Extracted text:
..............................

Let $\struct {S, \le}$ be the totally ordered set formed from $S$ and the usual ordering $\le$ on numbers.

Let $m, n \in S$.

The integer interval between $m$ and $n$ is denoted and defined as:

$\closedint m n = \begin{cases} \set {x \in S: m \le x \le n} & : m \le n \\ \O & : n < m \end{cases}$

where $\O$ is the empty set.

Also denoted as

Some authorities consider $\closedint m n$ to be an abuse of notation, as there is nothing in it intrinsically to distinguish it from the closed real interval $\set {x \in \R: m \le x \le n}$.

Such sources prefer to use the more conventional $\set {m, m + 1, \ldots, n}$, but then again it relies upon the implicit understanding that the domain is the set of integers.

..............................

Given instruction A:
For each statement, say whether it agrees with the text on integer intervals, and answer yes or no together with the deciding words of the text, quoted exactly: (i) the ordering on S is only a partial order; (ii) some authorities regard the notation for the integer interval as an abuse of notation; (iii) the notation {m, m + 1, …, n} needs no implicit understanding about the domain.
Given instruction B:
Carry the text on integer intervals forward from its final sentence, in the same style.

Raw data:
..............................

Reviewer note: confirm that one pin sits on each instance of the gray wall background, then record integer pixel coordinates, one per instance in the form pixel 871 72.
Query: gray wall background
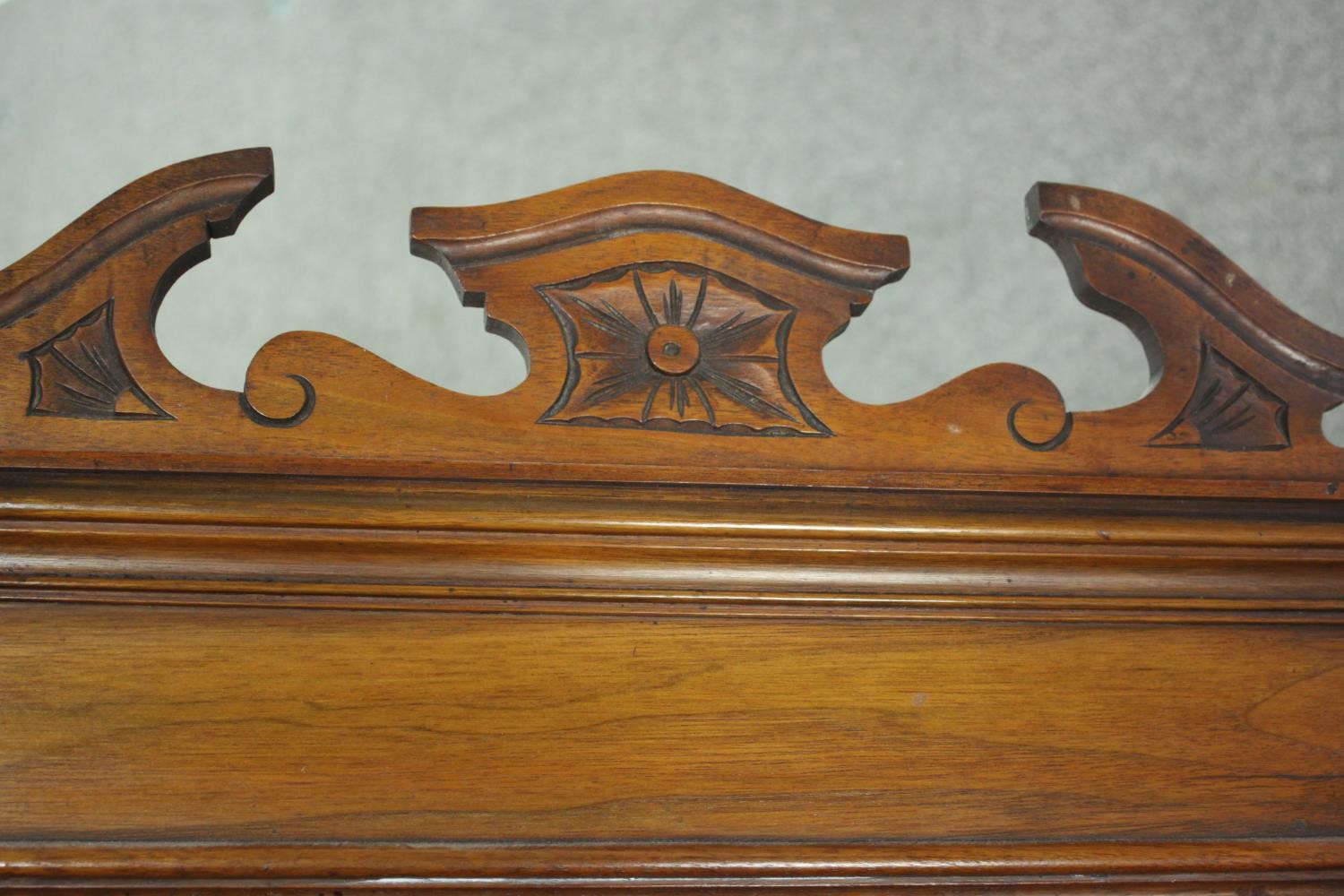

..............................

Output A:
(i) No: "the totally ordered set formed from $S$ and the usual ordering $\le$ on numbers"
(ii) Yes: "Some authorities consider $\closedint m n$ to be an abuse of notation"
(iii) No: "it relies upon the implicit understanding that the domain is the set of integers"

Output B:
The context will frequently be sufficient to allow the reader to determine whether $\closedint m n$ is to be interpreted as $\set {x \in \Z: m \le x \le n}$ or $\set {x \in \R: m \le x \le n}$, but it is recommended that the convention be specifically defined when it is used.

The compact and sturdy $\overline {a, b}$ has just appeared before the author of this edit, who wonders whether to promote it as a standard notation on $\mathsf{Pr} \infty \mathsf{fWiki}$.

Technical Note

The $\LaTeX$ code for \(\closedint {a} {b}\) is \closedint {a} {b} .

This is a custom $\mathsf{Pr} \infty \mathsf{fWiki}$ command designed to implement Wirth interval notation.